● What to work on
Extract and reproduce verbatim everything from the first of the lines below down to the line containing "152L87 142L79 101L35", including that line.

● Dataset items
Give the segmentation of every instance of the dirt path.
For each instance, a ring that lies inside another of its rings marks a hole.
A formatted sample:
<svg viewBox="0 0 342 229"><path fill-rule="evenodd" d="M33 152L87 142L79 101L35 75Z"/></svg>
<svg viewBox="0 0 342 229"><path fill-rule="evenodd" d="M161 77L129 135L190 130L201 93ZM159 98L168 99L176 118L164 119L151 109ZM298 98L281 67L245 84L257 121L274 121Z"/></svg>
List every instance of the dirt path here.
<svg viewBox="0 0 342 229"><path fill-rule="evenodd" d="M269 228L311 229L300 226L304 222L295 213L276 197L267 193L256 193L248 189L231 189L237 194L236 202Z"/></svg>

● In response
Give the segmentation of every instance of the dirt path.
For each instance, a ring that lies inside another of its rings marks a hole.
A formatted sample:
<svg viewBox="0 0 342 229"><path fill-rule="evenodd" d="M33 152L87 142L79 101L35 75Z"/></svg>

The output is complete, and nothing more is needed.